• _WRITTEN REQUEST_: Exactly repeat the line that contains "If you could tag the door", then every line after it up to and including the final line.

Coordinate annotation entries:
++++++

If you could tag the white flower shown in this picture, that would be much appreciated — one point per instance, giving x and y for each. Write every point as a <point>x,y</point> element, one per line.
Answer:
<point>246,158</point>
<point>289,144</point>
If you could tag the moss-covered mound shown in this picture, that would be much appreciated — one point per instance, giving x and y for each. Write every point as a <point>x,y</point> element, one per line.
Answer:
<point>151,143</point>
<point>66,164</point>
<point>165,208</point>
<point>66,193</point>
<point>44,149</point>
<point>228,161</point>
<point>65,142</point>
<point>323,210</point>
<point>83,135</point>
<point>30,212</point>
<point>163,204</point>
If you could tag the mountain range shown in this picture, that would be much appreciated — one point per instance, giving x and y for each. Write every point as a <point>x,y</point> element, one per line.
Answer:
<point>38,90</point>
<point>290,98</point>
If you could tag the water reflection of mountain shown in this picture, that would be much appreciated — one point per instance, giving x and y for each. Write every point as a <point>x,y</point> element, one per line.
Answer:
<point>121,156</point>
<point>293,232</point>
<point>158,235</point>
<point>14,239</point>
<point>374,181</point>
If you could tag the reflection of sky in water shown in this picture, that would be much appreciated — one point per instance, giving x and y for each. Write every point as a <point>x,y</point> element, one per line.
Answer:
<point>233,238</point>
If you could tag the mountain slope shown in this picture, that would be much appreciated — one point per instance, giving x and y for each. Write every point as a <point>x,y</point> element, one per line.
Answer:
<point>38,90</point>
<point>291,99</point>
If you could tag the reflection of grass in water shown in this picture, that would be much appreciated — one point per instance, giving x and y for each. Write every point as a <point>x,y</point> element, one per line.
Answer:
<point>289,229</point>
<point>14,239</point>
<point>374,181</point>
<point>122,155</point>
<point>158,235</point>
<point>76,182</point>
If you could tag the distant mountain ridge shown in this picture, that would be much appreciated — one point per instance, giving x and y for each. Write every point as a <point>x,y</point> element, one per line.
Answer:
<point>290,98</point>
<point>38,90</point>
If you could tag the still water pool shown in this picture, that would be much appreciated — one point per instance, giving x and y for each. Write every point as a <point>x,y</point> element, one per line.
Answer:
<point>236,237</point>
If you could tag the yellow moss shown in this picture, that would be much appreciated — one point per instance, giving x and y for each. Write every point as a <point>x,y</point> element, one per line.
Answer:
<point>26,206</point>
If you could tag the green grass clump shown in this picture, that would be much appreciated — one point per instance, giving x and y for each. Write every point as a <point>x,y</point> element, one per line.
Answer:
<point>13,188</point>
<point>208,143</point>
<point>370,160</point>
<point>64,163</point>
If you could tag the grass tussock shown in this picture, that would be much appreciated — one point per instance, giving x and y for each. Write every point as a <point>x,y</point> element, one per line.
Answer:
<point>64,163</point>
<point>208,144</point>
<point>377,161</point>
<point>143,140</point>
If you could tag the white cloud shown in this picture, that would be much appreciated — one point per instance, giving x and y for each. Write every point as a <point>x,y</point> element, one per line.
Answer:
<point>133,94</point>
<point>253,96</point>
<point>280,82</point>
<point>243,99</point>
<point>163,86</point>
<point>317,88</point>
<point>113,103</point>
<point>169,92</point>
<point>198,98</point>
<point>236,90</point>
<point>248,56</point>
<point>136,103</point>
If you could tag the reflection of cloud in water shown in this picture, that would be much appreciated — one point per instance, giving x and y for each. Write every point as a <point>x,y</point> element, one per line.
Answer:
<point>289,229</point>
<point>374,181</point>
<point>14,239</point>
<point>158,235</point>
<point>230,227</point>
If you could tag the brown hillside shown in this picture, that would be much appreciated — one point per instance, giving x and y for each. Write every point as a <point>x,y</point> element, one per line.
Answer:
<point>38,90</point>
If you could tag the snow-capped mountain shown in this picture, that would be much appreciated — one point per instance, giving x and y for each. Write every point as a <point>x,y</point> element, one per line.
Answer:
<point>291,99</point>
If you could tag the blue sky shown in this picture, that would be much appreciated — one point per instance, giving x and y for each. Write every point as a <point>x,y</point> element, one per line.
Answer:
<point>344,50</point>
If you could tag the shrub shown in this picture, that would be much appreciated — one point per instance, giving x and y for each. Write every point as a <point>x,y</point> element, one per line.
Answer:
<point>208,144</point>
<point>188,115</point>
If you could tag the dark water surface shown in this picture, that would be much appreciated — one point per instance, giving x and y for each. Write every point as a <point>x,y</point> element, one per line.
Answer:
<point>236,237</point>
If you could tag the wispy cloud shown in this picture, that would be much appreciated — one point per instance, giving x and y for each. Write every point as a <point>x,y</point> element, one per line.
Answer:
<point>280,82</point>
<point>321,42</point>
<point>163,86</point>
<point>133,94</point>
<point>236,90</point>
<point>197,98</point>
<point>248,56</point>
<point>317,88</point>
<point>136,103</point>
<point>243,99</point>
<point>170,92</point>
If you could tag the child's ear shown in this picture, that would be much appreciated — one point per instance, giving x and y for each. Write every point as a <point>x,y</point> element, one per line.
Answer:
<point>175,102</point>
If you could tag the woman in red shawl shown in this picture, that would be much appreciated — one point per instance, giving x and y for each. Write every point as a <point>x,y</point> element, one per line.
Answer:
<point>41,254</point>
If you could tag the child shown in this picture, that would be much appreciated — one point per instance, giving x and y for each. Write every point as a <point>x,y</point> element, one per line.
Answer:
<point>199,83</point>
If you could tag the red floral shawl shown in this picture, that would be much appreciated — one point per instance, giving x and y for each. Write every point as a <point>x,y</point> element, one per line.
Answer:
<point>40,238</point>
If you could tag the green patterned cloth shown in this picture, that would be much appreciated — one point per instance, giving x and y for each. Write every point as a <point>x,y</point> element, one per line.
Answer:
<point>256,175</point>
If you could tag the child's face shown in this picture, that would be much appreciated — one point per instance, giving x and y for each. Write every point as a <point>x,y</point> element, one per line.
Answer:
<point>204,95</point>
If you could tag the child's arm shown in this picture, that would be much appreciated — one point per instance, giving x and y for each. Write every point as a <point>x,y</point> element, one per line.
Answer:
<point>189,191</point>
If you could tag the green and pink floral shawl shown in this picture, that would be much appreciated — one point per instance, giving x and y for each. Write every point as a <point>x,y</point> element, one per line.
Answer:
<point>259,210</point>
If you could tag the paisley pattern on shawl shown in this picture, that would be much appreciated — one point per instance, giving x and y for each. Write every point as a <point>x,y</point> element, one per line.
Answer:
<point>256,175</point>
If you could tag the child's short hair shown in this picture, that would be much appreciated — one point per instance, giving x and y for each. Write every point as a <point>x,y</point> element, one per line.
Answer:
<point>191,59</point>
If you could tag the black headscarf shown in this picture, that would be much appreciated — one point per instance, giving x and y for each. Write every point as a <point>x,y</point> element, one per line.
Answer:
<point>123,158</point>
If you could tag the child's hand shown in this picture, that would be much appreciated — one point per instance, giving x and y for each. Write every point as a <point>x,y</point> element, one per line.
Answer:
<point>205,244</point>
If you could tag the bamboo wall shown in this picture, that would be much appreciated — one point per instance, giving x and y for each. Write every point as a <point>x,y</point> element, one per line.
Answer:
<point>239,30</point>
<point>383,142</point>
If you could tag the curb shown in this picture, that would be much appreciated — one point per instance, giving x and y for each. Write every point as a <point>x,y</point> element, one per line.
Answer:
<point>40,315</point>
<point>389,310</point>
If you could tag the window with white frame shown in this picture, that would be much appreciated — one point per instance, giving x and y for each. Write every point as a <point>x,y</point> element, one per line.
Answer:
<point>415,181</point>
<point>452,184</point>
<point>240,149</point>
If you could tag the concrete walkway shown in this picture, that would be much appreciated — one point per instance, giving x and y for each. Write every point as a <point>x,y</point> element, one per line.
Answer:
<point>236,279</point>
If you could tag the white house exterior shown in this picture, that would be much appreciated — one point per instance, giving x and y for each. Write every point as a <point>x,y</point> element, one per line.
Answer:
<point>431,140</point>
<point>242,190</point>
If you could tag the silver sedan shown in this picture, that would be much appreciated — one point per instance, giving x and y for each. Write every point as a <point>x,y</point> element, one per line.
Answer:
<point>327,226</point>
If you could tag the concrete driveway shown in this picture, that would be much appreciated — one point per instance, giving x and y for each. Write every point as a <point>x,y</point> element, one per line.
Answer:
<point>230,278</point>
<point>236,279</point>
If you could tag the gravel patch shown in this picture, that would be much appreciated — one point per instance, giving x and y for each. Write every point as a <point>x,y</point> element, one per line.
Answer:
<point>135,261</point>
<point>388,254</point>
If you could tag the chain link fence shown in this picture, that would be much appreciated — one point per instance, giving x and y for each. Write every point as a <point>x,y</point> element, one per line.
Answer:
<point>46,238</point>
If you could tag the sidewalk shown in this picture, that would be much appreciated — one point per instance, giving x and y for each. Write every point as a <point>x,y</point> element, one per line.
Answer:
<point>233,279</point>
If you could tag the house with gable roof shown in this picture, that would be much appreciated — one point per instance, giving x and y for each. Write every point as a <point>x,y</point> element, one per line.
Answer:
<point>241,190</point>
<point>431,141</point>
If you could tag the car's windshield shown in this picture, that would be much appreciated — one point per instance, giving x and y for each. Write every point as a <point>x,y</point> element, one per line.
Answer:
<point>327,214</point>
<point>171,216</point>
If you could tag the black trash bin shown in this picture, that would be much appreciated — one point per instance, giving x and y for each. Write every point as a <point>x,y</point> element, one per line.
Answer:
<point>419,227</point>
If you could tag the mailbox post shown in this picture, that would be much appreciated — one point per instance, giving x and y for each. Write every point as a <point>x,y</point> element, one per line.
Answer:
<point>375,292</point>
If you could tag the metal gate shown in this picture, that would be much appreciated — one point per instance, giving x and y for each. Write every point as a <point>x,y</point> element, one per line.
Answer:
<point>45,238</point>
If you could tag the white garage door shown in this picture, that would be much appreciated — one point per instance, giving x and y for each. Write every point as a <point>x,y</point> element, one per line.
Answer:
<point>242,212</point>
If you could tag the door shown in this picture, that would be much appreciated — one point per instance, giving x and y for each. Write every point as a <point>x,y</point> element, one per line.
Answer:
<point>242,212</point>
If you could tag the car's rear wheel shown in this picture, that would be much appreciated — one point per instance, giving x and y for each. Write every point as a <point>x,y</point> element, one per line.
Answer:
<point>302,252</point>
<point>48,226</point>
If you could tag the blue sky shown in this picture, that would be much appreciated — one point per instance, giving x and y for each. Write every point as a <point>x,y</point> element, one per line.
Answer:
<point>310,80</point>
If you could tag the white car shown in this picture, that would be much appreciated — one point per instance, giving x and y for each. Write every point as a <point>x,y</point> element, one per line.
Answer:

++++++

• _REPLY_:
If you could tag the door shown in this picture, that would be much appreciated — one point per instance, giving x and y for each. Write every point as a <point>x,y</point> element, one per line.
Answer:
<point>242,212</point>
If you could tag the car's rear wheel shown in this picture, that would be much appreciated — one point per instance, giving x and y for each. Write every point as a <point>x,y</point> element, one per line.
Answer:
<point>302,252</point>
<point>48,226</point>
If you could tag the blue sky shown in this picture, that would be much appreciated — one point per instance, giving x and y for each. Write every point as a <point>x,y</point> element, one per line.
Answer:
<point>310,80</point>
If you could tag the white car shown in this picture, that would be much appreciated — one point per instance, giving x and y for each. Write every point as a <point>x,y</point> element, one per line.
Answer:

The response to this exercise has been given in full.